** Opening Data for this task block **

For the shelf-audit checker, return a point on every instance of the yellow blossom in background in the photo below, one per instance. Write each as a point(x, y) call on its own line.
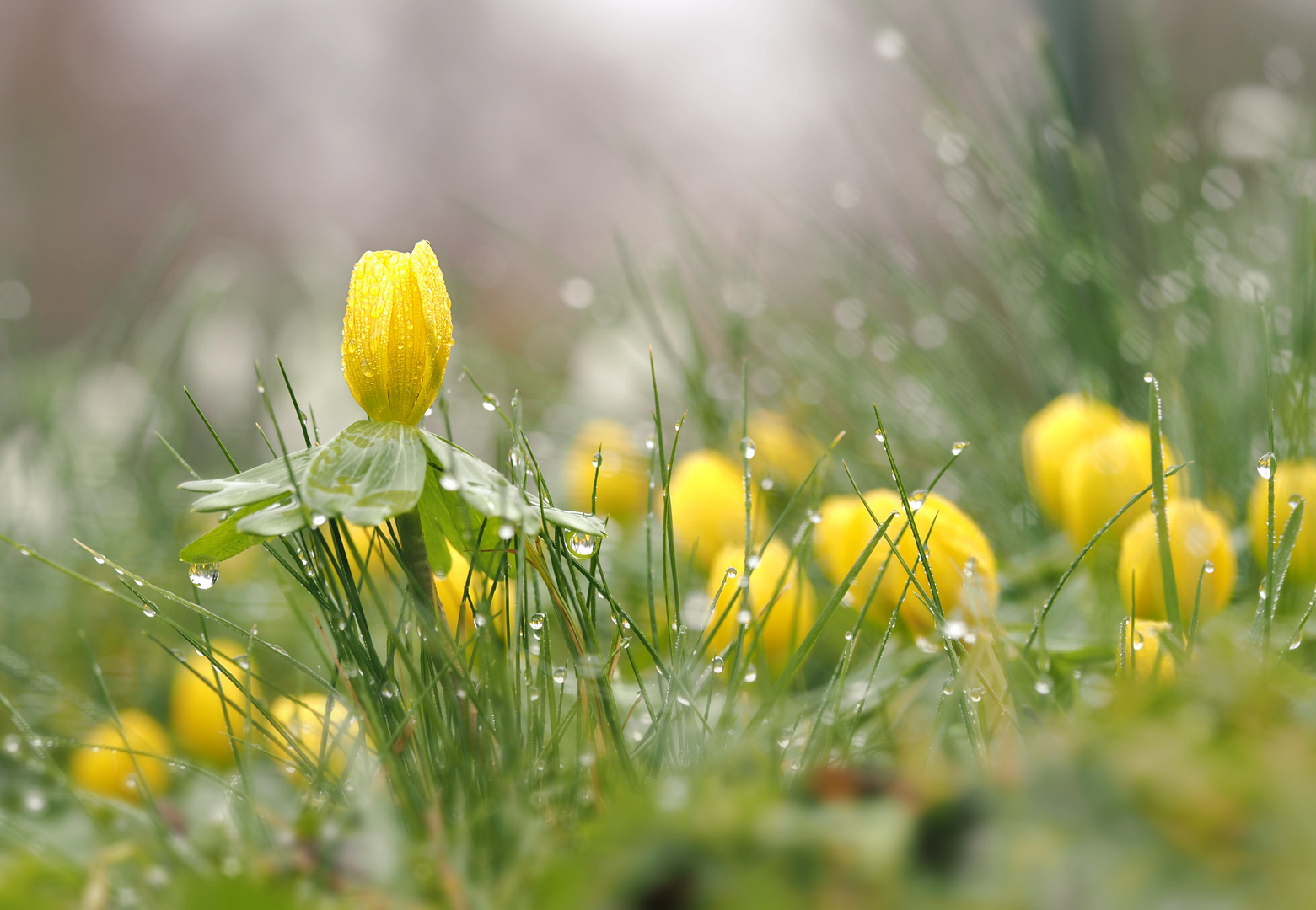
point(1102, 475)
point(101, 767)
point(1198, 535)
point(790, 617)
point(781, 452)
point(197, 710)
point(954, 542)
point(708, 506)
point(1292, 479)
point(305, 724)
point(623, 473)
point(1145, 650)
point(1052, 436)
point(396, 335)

** Closing Data for this task block **

Brief:
Copy the entries exactly. Leave the pictures out.

Reply to the task:
For the shelf-audit checker, return a point on every instance of the yellow blossom in background in the photo below, one per instance. Write each as a point(x, y) call on its own line.
point(1102, 475)
point(101, 767)
point(1198, 535)
point(790, 617)
point(781, 452)
point(197, 710)
point(954, 542)
point(708, 506)
point(1292, 479)
point(305, 724)
point(623, 473)
point(1145, 650)
point(1052, 436)
point(396, 335)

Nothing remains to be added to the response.